Travail demandé>
Sélectionnez chacune des lignes ci-dessous où figure le mot « brown », puis recopiez-la.

Lignes d'un jeu de données de pointage:
____________________
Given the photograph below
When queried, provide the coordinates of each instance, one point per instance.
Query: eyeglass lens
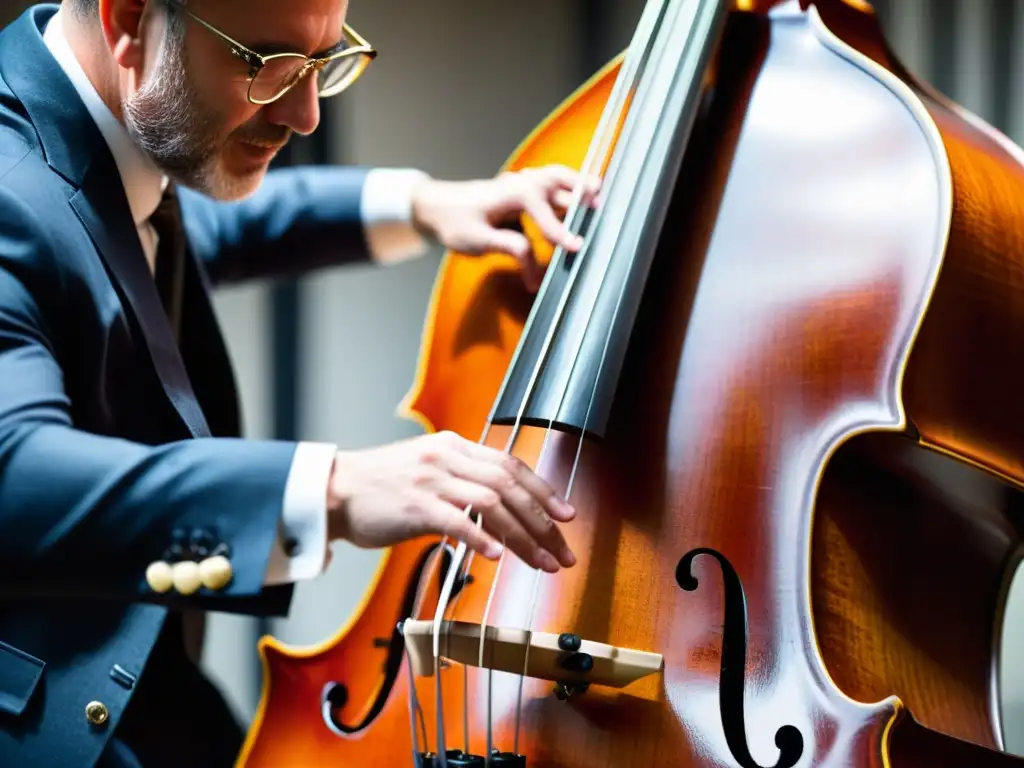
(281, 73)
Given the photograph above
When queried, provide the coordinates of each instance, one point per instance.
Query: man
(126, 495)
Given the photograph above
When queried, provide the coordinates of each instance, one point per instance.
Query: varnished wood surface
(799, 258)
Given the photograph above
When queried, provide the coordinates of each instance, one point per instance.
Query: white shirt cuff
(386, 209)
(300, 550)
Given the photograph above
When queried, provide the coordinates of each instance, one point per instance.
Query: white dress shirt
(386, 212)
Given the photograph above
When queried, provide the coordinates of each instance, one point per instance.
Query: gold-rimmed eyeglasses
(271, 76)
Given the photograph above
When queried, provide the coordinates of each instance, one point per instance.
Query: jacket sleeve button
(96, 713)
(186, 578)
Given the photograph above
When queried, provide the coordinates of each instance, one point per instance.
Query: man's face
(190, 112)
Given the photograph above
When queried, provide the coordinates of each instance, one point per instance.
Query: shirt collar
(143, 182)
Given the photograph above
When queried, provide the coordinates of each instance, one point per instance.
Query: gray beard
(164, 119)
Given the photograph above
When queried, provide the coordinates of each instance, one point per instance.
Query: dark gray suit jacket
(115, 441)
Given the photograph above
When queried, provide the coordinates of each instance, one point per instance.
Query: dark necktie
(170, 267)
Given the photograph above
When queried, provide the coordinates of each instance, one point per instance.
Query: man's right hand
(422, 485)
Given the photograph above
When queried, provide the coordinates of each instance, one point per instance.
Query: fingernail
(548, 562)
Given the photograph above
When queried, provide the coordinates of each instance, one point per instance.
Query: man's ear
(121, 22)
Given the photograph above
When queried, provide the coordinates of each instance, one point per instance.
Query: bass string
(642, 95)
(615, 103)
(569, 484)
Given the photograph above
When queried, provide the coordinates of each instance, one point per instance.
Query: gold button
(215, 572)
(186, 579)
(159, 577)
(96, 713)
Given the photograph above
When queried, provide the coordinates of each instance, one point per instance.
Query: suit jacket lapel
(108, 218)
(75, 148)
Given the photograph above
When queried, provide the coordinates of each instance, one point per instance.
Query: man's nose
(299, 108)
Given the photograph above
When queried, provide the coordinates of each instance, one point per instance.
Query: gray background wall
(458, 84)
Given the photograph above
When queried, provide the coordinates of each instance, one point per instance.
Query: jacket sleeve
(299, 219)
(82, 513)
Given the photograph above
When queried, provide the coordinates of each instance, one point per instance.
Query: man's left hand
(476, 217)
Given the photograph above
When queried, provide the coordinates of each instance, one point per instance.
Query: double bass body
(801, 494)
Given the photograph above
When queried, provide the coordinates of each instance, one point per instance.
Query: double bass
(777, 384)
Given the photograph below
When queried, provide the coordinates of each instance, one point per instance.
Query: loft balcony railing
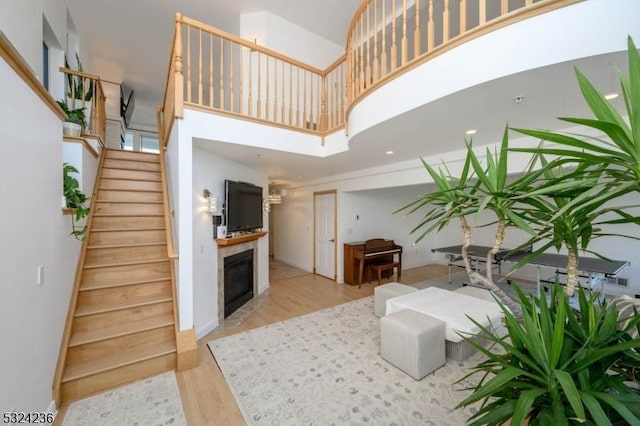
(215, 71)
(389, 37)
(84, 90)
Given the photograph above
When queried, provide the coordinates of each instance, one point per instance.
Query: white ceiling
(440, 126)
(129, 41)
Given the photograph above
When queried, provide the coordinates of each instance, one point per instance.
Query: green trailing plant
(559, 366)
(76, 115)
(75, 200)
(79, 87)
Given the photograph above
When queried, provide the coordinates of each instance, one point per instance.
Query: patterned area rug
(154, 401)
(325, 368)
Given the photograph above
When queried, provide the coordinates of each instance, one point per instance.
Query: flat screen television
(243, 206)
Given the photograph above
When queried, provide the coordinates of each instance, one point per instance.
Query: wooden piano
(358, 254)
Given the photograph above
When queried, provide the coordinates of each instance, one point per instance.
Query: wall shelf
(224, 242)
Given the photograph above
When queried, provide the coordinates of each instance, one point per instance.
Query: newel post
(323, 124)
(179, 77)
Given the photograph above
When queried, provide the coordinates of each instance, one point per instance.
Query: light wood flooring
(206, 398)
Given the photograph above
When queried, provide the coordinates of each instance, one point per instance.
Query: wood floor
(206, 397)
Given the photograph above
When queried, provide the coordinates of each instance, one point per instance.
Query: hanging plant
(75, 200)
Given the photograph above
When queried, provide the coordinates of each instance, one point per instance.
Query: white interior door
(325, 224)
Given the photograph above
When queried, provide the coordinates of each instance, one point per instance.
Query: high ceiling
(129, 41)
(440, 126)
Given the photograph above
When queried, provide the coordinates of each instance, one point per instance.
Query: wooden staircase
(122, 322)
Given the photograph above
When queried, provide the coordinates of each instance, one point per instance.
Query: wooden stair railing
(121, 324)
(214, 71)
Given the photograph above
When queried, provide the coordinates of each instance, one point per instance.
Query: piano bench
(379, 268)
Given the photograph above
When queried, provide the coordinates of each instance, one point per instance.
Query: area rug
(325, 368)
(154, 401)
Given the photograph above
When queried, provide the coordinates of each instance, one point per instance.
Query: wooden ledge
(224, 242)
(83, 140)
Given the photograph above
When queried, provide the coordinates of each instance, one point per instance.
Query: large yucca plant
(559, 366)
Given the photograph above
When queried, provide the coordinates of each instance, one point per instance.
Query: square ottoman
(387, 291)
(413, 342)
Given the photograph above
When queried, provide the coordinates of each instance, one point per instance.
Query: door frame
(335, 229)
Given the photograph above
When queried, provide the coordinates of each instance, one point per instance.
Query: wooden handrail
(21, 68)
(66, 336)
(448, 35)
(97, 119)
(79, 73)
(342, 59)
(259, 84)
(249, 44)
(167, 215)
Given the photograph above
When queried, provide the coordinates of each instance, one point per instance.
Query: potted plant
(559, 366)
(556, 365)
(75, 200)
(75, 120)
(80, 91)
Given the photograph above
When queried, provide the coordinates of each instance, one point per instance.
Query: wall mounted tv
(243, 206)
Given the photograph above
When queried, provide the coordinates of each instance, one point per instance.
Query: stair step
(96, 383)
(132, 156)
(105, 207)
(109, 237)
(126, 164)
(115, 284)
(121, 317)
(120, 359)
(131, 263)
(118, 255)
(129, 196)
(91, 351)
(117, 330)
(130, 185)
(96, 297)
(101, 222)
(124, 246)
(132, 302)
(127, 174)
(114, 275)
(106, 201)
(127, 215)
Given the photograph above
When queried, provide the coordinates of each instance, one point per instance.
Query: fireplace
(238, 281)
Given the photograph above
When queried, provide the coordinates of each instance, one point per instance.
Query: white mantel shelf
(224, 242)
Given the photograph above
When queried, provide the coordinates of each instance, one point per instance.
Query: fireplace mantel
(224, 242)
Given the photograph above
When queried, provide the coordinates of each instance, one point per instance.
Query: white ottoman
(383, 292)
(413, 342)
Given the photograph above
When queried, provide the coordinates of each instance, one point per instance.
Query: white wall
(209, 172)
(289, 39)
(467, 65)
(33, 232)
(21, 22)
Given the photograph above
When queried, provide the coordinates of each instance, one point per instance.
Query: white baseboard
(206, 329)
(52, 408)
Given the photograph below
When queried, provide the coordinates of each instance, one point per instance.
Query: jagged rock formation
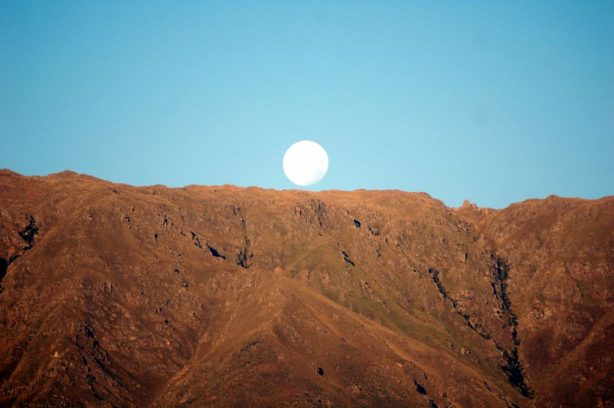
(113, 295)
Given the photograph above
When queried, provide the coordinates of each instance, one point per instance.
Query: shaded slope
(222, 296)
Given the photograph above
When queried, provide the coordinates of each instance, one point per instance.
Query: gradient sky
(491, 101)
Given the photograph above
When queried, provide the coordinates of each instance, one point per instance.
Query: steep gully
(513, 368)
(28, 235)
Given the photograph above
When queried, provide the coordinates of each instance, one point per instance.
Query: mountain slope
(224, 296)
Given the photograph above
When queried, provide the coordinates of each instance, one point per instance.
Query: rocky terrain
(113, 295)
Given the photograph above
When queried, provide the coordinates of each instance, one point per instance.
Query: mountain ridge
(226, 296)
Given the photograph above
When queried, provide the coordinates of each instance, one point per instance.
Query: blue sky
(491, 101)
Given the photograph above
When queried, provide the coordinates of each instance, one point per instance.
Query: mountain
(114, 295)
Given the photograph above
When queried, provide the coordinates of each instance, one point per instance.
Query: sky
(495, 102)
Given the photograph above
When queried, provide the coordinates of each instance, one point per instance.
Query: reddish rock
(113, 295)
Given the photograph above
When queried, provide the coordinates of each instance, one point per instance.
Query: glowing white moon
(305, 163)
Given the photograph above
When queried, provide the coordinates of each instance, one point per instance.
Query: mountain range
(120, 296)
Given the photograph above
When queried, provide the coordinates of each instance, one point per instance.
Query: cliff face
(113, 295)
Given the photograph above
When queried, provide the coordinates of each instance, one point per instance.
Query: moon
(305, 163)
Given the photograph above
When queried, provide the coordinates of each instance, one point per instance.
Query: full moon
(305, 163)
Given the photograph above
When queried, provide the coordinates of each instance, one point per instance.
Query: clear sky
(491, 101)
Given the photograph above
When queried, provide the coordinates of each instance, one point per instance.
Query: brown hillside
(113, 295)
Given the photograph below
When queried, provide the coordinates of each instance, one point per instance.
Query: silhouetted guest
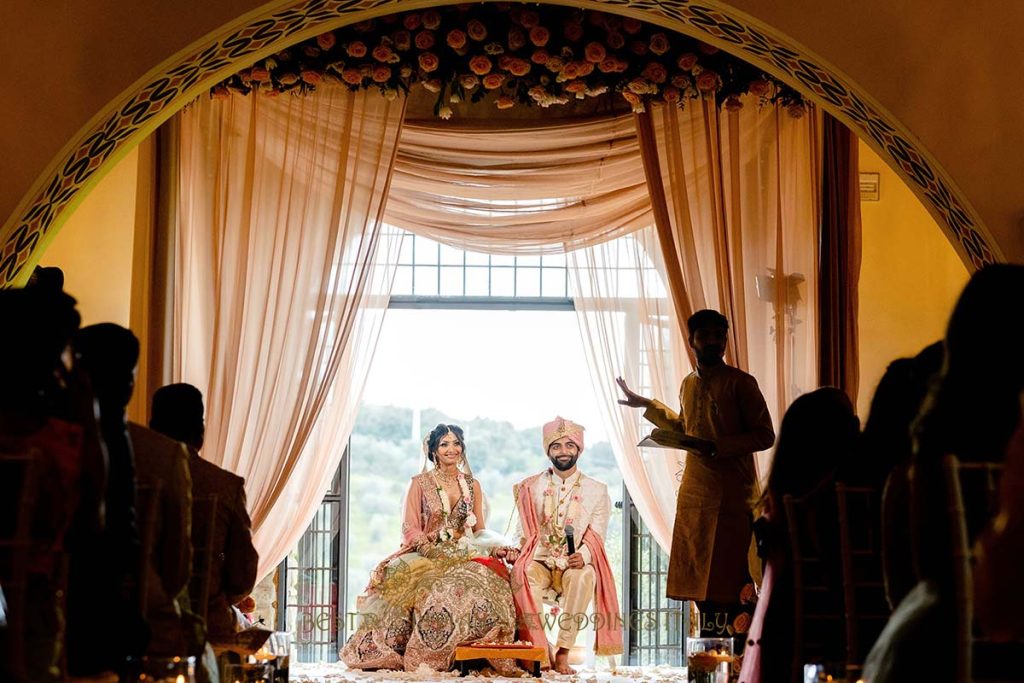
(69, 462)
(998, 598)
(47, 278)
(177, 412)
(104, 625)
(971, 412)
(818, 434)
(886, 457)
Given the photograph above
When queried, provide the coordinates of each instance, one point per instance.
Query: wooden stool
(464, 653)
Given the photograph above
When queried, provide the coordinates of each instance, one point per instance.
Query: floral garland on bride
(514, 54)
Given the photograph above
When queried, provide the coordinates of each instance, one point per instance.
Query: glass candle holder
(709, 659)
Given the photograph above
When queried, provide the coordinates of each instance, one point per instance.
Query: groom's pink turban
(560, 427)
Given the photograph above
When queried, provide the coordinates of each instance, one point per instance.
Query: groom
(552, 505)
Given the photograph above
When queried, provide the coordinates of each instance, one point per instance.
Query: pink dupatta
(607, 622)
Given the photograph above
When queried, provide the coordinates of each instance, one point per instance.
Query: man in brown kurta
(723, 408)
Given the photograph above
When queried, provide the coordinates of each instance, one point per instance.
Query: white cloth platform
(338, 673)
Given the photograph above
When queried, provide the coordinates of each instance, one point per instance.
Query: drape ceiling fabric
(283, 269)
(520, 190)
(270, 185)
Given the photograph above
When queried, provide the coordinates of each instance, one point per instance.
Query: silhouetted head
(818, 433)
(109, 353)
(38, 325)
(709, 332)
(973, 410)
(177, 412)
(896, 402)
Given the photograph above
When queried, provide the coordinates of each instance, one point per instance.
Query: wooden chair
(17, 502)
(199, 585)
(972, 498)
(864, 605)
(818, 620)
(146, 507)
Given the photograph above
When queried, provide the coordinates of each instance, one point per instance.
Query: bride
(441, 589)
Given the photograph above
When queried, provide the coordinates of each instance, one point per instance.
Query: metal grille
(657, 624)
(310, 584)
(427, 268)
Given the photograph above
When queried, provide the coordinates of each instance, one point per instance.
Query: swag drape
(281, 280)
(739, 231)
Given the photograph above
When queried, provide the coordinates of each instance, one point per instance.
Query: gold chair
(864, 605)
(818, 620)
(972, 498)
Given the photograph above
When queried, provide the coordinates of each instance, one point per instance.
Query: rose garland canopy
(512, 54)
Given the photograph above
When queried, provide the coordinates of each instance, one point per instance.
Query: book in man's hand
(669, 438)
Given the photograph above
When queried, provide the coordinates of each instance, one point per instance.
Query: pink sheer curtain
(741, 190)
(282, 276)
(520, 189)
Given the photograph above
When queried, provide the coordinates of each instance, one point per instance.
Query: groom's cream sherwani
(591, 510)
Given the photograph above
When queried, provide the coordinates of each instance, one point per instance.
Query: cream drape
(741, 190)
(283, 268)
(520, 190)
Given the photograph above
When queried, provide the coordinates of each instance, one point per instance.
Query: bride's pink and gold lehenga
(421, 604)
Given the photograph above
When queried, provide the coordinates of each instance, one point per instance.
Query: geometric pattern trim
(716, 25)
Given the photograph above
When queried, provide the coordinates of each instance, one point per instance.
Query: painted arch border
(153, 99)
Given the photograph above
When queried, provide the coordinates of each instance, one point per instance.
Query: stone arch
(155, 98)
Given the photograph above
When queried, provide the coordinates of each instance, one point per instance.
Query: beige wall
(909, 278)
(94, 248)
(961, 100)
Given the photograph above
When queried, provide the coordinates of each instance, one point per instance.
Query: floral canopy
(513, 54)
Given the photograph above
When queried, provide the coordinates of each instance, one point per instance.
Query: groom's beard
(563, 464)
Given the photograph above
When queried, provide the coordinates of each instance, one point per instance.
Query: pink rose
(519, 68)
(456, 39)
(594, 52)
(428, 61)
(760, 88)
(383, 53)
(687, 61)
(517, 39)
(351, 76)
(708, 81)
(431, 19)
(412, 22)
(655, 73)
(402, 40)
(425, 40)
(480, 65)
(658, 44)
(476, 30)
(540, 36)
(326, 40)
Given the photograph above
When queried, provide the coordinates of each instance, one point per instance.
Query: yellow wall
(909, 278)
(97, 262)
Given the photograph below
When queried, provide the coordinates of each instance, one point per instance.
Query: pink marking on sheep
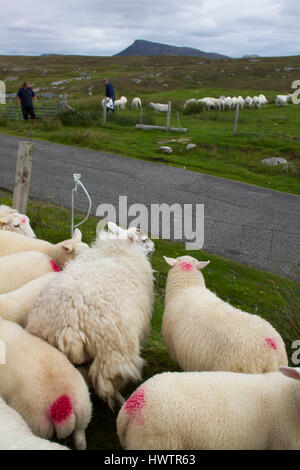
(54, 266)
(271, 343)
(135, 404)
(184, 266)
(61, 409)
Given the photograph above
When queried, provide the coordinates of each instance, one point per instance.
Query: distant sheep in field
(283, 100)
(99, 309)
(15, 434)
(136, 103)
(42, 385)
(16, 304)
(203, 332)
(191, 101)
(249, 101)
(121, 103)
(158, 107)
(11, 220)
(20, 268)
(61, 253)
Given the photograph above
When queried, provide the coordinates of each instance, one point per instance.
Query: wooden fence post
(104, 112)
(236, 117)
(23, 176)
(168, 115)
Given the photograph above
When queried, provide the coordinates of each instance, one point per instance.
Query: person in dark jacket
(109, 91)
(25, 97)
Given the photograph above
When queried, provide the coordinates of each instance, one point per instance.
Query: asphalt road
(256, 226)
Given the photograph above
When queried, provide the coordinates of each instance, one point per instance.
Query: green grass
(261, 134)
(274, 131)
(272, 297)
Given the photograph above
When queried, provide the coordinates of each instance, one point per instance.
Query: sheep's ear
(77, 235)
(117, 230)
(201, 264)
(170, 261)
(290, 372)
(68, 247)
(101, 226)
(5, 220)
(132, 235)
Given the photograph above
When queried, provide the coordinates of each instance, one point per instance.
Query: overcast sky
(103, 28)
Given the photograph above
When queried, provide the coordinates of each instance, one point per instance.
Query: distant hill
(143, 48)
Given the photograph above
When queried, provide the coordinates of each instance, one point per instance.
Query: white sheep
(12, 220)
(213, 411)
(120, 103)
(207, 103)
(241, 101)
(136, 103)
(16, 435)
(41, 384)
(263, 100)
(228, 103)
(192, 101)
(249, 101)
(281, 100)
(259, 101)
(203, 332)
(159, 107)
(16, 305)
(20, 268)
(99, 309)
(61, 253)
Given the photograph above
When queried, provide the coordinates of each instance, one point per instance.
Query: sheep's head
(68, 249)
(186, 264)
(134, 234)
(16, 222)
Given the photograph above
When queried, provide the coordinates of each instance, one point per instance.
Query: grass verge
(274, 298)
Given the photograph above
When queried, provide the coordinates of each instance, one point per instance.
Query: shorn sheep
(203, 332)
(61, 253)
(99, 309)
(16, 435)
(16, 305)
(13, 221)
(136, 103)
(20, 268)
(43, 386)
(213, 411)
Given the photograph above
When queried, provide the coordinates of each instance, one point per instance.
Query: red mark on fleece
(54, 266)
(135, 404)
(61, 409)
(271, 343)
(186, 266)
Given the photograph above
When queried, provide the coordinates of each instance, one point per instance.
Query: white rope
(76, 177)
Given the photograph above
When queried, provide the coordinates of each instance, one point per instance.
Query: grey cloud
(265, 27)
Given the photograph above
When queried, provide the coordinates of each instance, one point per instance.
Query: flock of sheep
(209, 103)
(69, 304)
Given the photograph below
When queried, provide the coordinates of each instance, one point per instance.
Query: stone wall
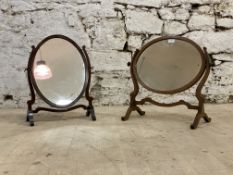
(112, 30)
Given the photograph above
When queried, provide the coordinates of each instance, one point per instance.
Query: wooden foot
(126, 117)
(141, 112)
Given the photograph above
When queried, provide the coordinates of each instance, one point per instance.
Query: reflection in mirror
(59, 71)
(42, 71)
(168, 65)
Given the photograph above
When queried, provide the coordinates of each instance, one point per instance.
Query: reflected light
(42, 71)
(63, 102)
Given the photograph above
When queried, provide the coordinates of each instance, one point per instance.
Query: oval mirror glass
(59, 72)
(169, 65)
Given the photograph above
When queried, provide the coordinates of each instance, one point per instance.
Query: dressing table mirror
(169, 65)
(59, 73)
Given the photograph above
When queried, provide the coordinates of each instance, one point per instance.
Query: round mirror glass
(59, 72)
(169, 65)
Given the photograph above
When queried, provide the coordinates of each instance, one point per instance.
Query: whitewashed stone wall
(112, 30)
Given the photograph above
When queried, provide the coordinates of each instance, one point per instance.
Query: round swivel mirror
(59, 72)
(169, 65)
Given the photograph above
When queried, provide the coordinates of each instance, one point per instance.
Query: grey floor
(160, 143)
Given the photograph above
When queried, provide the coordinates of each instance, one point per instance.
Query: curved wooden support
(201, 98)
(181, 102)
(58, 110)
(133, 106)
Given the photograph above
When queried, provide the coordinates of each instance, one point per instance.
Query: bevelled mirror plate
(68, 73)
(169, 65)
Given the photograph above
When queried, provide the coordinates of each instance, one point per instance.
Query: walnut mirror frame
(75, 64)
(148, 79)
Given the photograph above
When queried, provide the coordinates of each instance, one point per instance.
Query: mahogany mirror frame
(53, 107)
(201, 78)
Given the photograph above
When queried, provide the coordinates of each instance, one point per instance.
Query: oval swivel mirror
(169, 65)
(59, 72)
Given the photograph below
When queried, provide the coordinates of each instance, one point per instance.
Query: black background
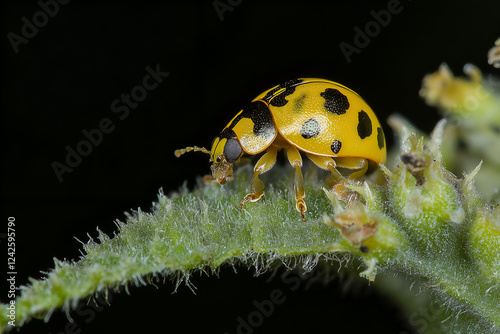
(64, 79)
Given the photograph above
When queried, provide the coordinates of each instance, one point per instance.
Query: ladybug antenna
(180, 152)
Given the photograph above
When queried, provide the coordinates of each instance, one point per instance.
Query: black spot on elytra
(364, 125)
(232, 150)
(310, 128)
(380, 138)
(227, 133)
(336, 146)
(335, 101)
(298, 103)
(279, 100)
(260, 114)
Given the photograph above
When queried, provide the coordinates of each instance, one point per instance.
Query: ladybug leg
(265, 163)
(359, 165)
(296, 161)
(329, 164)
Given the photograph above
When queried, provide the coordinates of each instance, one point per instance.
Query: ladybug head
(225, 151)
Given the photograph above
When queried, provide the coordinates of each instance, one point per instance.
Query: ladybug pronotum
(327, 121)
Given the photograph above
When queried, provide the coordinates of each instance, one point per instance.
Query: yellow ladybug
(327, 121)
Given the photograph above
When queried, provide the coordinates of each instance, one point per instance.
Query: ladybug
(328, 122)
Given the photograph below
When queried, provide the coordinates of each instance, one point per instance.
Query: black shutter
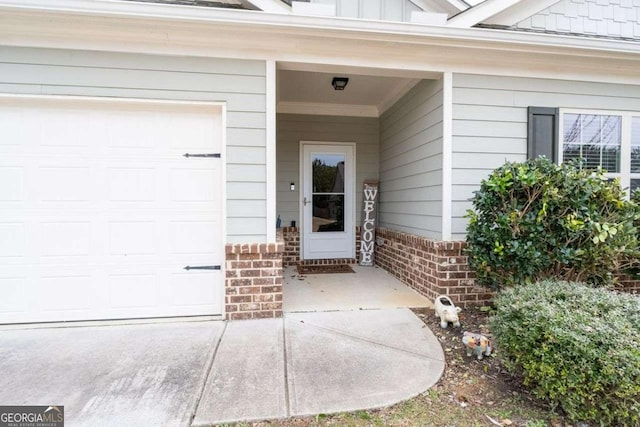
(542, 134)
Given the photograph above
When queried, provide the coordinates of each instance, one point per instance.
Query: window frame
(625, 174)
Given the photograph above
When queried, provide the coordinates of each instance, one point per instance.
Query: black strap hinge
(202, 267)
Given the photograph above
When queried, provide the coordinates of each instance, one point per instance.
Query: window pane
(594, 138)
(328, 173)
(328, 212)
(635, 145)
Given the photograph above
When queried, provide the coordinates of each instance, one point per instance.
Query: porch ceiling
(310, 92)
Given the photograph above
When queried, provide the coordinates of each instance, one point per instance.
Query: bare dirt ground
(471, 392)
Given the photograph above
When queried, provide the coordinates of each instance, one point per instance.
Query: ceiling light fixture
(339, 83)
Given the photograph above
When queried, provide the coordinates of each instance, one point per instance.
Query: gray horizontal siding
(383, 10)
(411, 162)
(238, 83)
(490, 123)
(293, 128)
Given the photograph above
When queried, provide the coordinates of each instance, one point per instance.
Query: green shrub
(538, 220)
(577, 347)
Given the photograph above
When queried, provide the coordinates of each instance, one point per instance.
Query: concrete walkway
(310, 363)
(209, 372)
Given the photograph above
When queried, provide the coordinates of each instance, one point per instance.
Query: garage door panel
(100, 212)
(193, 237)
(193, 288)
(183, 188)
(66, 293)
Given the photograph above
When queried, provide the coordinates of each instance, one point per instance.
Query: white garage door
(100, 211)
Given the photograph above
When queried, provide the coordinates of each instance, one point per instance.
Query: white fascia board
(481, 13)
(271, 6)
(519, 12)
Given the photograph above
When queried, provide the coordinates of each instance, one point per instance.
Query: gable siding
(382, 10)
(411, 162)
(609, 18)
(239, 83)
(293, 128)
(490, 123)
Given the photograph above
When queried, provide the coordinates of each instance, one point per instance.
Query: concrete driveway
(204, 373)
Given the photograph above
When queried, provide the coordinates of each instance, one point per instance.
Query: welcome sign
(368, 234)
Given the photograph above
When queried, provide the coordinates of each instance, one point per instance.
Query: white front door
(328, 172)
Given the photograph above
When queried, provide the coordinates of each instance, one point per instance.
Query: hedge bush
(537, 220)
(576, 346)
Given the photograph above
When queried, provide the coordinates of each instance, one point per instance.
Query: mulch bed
____________________
La solution>
Query: brown hillside
Query: man in brown kurta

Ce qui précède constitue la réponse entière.